» **ACTIVITY**: Without omitting anything, copy every entry word for word.

» **DATA FOR REVIEW**:

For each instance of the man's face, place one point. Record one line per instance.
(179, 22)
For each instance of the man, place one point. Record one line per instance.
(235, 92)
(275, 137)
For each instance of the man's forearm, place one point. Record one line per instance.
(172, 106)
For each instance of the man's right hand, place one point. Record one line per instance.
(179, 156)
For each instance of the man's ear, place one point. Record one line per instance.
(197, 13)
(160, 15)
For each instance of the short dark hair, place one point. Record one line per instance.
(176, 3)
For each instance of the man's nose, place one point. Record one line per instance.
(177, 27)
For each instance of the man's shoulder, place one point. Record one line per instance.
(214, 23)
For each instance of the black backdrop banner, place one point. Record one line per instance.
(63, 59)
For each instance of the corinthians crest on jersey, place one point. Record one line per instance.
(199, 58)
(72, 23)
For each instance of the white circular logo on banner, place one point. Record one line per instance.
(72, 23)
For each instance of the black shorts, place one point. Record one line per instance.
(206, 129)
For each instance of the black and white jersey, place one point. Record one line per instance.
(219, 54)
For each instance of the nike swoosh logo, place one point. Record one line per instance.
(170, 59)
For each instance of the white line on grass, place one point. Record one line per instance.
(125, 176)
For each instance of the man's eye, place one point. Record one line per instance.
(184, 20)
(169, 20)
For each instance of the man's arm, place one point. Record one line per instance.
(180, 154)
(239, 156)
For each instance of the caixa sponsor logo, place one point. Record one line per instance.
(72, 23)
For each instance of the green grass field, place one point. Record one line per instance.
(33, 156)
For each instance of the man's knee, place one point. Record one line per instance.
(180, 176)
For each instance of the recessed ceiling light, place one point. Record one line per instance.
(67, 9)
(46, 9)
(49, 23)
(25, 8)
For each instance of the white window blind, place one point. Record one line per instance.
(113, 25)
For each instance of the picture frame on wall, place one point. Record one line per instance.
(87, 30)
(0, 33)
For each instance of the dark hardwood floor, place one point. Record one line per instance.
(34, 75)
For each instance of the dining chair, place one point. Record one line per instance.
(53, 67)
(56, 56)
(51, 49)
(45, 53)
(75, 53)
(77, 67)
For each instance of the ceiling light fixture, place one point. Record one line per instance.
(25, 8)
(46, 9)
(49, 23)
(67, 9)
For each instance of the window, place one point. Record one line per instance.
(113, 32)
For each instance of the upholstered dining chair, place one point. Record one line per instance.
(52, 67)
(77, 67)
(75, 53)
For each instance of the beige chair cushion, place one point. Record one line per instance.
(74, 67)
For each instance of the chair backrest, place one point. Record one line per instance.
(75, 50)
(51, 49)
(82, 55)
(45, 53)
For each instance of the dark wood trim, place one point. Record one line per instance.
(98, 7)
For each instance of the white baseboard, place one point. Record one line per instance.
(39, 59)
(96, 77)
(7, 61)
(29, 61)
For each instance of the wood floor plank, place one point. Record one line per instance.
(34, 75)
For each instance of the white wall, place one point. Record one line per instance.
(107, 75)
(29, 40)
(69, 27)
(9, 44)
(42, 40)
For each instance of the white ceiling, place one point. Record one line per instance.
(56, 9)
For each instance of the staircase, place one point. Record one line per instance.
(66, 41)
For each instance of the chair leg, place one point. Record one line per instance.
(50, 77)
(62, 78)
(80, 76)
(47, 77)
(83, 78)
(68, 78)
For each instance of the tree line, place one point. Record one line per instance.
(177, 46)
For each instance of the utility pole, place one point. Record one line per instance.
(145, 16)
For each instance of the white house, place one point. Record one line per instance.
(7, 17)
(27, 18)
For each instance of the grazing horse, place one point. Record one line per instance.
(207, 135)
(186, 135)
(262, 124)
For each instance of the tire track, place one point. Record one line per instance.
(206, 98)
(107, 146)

» **OUTPUT BELOW**:
For each instance of the man's face, place one point. Record one line per instance.
(179, 22)
For each instance of the man, place one point. Record one line per instance.
(235, 92)
(275, 137)
For each instance of the man's forearm, place one point. Record one line per instance.
(172, 106)
For each instance of the man's right hand, place one point. Record one line per instance.
(179, 156)
For each instance of the man's ear, place one point. Record one line per instance.
(197, 13)
(160, 15)
For each instance of the short dark hair, place one point. Record one line per instance.
(176, 3)
For each instance of the man's nose, place one point. Record one line per instance.
(177, 27)
For each instance of the man's shoulder, place one point. Record one line per instance.
(214, 23)
For each instance of the black backdrop banner, place one point. Record one line per instance.
(63, 59)
For each instance of the corinthians crest on jersey, place one point. Record one line per instance.
(199, 58)
(72, 23)
For each instance of the white circular logo on banner, place one point. Record one line per instance.
(72, 23)
For each instance of the black shorts, place one point. Record one line per instance.
(206, 129)
For each instance of the black and white jersey, place one point. Record one line per instance.
(219, 54)
For each instance of the nike swoosh logo, place one point. Record one line per instance.
(170, 59)
For each instance of the white line on grass, place one point. Record one line per instance.
(125, 176)
For each instance of the man's eye, place one point. Record one line per instance.
(184, 20)
(169, 20)
For each instance of the man's arm, place one point. Record one line per instance.
(180, 154)
(239, 156)
For each instance of the caixa sponsor logo, place one point. Record one line per instance.
(72, 23)
For each instance of the green grass field, place one point. Record one line per instance.
(33, 156)
For each instance of the man's knee, place one point. Record one line per instance.
(180, 176)
For each instance of the recessed ceiling light, place one point. Record one line per instance.
(67, 9)
(46, 9)
(49, 23)
(25, 8)
For each instance of the white window blind, place one point. Record one line per instance.
(113, 25)
For each instance of the picture frame on wall, place one point. Record one line per instance.
(87, 30)
(0, 33)
For each instance of the dark hardwood floor, place one point. Record one line per instance.
(34, 75)
For each instance of the dining chair, place one point. Record one line per instance.
(53, 67)
(56, 56)
(51, 49)
(45, 53)
(75, 53)
(77, 67)
For each instance of the ceiling light fixture, place one point. Record one line per instance.
(25, 8)
(46, 9)
(49, 23)
(67, 9)
For each instance of the window, place one point. Record one line per instance.
(113, 32)
For each instance of the upholstered dining chair, place one point. Record one line per instance.
(52, 67)
(77, 67)
(75, 53)
For each instance of the beige chair cushion, place one point. Record one line per instance.
(74, 67)
For each instance of the chair backrest, place one point. Record one line per instance.
(75, 50)
(51, 49)
(82, 55)
(45, 53)
For each instance of the dark wood trim, place one point. Record one line per instance.
(98, 7)
For each instance of the white baseboard, place one point. Record one line per instance.
(39, 59)
(96, 77)
(7, 61)
(29, 61)
For each instance of the wood floor plank, place one point. Record one line per instance.
(34, 75)
For each instance of the white wall, place one point. Record one line per instance.
(107, 75)
(29, 40)
(69, 27)
(9, 44)
(42, 40)
For each instance of the white ceiling, place one point. Record one line per instance.
(56, 9)
For each instance of the staircase, place one point. Record one line per instance.
(66, 41)
For each instance of the chair leg, place one point. Record one line per instance.
(50, 77)
(62, 78)
(80, 76)
(47, 77)
(83, 78)
(68, 78)
For each instance of the tree line, place one point. Record one line per instance.
(177, 46)
For each instance of the utility pole, place one point. Record one line per instance.
(145, 16)
For each instance of the white house, place one point. Record one line per instance.
(7, 17)
(27, 18)
For each instance of the grazing horse, place one point. Record one line per instance.
(207, 135)
(186, 135)
(262, 124)
For each instance of the tire track, place one point. Record one line per instance.
(206, 98)
(107, 146)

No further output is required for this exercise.